Extracted text.
Then using (2.2) for any j we have

(2.5) $$ \begin{align} \left\|H^*_{\psi}H_{\psi}f_{j,p}-\lambda f_{j,p}\right\| \to \left\||\chi(q)|^2H^{\mathbb{D}^{n-1*}}_{\varphi}H^{\mathbb{D}^{n-1}}_{\varphi}g_j -\lambda g_j\right\|_{L^2(\mathbb{D}^{n-1})} \text{ as } p\to q. \end{align} $$

Let $\mu \in \sigma (H^{\mathbb {D}^{n-1*}}_{\varphi }H^{\mathbb {D}^{n-1}}_{\varphi })$ . Then, by i. in Theorem A, we choose a sequence $\{g_j\}\subset A^2(\mathbb {D}^{n-1})$ such that $\|g_j\|=1$ for all j and

$$\begin{align*}\left\|H^{\mathbb{D}^{n-1*}}_{\varphi}H^{\mathbb{D}^{n-1}}_{\varphi}g_j -\mu g_j\right\|_{L^2(\mathbb{D}^{n-1})}\to 0 \text{ as } j\to \infty. \end{align*}$$

Then for $\lambda =|\chi (q)|^2\mu ,$ we have

$$\begin{align*}\left\||\chi(q)|^2H^{\mathbb{D}^{n-1*}}_{\varphi}H^{\mathbb{D}^{n-1}}_{\varphi}g_j -\lambda g_j\right\|_{L^2(\mathbb{D}^{n-1})}\to 0 \text { as } j\to\infty.\end{align*}$$

Then using (2.5) and the limit above we choose $p_j\in \mathbb {D}$ such that $p_j\to q$ as $j\to \infty $ and

$$\begin{align*}\left\|H^*_{\psi}H_{\psi}f_{j,p_j}-\lambda f_{j,p_j}\right\| < \left\||\chi(q)|^2H^{\mathbb{D}^{n-1*}}_{\varphi}H^{\mathbb{D}^{n-1}}_{\varphi}g_j -\lambda g_j\right\|_{L^2(\mathbb{D}^{n-1})}+\frac{1}{j}\end{align*}$$

for all j. Hence

$$\begin{align*}\left\|H^*_{\psi}H_{\psi}f_{j,p_j}-\lambda f_{j,p_j}\right\| \to 0 \text{ as } j\to \infty.\end{align*}$$

Finally, we use ii. in Theorem A to conclude that $\lambda =|\chi (q)|^2\mu \in \sigma _e(H^*_{\psi }H_{\psi })$ for any $q\in b\mathbb {D}$ and $\mu \in \sigma (H^{\mathbb {D}^{n-1*}}_{\varphi }H^{\mathbb {D}^{n-1}}_{\varphi })$ .

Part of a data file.

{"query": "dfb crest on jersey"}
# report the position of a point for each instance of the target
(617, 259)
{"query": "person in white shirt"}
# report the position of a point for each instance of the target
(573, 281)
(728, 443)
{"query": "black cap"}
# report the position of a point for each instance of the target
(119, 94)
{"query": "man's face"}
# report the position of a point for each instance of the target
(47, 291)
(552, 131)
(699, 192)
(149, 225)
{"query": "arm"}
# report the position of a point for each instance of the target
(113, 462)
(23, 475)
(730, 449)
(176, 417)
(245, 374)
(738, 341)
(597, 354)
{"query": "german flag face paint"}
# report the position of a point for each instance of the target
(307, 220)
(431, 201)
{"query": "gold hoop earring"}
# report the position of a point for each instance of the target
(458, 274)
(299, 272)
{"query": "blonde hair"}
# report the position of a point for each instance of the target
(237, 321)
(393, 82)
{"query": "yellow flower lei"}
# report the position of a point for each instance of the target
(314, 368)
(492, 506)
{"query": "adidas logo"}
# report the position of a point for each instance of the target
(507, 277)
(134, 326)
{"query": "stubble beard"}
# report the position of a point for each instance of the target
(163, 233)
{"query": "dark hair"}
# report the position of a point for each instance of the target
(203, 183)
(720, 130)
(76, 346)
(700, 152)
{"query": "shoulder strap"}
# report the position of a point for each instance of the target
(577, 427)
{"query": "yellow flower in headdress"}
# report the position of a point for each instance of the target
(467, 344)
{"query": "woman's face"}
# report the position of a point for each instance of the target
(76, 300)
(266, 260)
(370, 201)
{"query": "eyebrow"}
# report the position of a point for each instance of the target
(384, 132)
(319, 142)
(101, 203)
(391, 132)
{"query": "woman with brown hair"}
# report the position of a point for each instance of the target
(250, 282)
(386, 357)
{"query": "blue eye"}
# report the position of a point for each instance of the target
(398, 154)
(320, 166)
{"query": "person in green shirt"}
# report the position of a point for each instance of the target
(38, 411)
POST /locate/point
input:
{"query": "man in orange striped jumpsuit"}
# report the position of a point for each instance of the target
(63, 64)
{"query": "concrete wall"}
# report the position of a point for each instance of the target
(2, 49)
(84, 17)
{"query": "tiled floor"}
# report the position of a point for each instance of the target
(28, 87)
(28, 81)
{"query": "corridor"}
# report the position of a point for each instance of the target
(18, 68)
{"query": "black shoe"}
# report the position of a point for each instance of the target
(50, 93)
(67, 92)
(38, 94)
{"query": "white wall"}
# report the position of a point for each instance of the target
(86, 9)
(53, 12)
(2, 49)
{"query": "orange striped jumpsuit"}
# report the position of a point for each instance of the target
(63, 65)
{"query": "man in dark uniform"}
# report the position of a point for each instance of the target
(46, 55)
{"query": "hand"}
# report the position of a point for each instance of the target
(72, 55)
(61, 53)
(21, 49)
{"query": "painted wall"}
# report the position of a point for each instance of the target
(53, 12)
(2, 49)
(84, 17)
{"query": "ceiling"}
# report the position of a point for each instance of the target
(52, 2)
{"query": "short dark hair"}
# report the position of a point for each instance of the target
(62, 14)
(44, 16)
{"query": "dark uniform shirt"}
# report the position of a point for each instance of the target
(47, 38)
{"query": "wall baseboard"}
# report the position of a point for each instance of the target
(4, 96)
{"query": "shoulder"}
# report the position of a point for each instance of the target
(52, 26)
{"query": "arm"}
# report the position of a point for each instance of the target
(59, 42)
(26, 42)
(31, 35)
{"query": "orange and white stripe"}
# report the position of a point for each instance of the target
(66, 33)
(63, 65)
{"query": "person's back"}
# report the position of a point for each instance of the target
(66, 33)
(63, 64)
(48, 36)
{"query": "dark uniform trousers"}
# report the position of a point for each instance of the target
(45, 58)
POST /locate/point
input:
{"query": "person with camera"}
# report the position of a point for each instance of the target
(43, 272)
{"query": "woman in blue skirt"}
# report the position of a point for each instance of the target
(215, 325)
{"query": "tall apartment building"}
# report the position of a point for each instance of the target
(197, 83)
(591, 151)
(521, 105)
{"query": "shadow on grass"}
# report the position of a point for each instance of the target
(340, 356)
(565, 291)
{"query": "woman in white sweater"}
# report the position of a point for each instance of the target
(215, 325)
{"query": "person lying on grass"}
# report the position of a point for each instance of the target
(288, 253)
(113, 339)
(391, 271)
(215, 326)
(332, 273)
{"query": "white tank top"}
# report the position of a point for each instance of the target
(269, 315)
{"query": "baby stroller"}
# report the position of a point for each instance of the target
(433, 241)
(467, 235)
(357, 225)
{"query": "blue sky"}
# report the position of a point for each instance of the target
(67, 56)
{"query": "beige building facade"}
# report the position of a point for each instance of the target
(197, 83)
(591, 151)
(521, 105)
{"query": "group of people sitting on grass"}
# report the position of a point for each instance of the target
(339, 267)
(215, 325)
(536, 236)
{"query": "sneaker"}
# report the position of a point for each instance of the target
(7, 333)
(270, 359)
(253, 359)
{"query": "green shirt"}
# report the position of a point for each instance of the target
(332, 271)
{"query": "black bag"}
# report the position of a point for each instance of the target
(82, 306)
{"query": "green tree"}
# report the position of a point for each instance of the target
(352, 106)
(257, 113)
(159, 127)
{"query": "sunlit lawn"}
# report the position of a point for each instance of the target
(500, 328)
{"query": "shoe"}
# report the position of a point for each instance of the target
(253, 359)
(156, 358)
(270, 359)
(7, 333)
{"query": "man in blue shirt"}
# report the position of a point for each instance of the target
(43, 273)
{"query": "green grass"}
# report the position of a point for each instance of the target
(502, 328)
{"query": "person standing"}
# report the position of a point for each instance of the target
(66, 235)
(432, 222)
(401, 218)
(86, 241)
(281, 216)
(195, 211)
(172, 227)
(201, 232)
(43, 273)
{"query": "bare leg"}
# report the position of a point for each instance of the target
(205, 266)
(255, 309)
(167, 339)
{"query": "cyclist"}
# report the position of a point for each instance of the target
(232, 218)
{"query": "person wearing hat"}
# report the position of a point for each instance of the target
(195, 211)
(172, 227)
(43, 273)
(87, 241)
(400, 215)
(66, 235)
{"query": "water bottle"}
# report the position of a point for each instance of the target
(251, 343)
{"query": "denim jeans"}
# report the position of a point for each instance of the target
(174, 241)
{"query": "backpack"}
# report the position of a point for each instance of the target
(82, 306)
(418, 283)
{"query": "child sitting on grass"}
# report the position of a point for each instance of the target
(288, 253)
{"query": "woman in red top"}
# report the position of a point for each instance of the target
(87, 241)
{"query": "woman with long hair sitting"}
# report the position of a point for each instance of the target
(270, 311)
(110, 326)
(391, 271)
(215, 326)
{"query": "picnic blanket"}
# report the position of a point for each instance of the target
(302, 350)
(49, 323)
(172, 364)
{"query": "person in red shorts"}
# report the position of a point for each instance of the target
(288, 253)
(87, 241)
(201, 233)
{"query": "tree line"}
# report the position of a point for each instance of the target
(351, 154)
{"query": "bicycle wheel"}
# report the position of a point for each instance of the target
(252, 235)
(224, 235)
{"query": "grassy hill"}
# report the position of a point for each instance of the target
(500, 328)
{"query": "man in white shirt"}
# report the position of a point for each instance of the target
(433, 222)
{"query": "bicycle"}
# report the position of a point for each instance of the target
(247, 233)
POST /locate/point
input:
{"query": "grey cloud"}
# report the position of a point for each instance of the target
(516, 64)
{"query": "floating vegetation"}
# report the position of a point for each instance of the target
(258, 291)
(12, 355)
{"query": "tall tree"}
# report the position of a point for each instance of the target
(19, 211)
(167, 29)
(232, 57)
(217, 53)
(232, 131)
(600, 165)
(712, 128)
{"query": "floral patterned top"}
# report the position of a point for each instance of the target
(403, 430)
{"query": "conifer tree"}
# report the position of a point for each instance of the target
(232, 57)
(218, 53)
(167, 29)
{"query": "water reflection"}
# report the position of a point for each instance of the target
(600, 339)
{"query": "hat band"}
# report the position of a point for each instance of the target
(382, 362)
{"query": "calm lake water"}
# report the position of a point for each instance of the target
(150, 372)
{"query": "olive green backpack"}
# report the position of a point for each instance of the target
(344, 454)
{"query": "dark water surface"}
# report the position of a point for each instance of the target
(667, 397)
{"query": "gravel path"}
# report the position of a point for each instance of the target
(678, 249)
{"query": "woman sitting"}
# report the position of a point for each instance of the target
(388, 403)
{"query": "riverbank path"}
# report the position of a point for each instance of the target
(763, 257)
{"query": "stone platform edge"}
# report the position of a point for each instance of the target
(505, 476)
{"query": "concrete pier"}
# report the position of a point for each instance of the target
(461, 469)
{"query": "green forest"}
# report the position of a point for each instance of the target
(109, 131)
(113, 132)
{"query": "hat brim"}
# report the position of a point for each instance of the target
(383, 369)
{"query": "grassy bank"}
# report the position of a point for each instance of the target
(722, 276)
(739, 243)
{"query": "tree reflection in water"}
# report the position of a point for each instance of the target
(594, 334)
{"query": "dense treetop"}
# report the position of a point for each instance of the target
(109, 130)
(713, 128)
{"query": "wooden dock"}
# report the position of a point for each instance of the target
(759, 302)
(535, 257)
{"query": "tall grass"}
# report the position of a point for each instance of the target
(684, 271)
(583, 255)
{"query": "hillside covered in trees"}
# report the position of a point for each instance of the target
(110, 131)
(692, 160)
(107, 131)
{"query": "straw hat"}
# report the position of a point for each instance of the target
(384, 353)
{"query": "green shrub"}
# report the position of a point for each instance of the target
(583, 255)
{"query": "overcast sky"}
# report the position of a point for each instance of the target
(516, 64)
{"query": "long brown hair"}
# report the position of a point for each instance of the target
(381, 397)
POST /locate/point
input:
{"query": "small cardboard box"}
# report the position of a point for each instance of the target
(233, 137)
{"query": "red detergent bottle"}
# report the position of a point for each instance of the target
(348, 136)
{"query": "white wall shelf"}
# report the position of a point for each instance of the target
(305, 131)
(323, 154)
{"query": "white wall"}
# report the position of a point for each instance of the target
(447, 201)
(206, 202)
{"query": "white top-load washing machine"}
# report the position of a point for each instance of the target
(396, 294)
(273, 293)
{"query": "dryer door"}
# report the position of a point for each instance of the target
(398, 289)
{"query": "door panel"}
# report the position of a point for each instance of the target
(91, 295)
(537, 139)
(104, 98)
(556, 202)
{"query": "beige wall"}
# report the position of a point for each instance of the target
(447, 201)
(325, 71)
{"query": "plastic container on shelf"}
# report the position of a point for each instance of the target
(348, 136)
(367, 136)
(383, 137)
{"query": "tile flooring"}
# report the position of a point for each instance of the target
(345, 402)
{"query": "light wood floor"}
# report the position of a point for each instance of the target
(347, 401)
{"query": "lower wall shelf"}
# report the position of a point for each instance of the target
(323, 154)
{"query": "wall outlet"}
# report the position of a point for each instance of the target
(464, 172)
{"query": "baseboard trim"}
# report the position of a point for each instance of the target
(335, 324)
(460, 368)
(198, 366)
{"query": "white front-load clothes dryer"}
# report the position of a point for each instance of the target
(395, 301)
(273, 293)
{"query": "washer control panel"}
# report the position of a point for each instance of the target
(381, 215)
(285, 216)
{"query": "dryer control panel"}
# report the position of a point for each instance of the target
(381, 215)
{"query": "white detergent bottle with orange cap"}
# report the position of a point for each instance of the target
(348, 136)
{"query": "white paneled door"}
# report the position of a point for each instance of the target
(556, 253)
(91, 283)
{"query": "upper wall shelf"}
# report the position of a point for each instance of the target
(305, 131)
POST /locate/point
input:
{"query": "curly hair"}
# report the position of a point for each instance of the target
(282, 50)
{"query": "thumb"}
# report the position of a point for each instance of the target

Work to do.
Answer these questions from the proof excerpt:
(a) Which item of Theorem A is used to choose the sequence {g_j}?
(b) What value is λ set equal to?
(c) Which item of Theorem A is used in the final conclusion?

Written reply.
(a) Item i.
(b) λ = |χ(q)|²μ
(c) Item ii.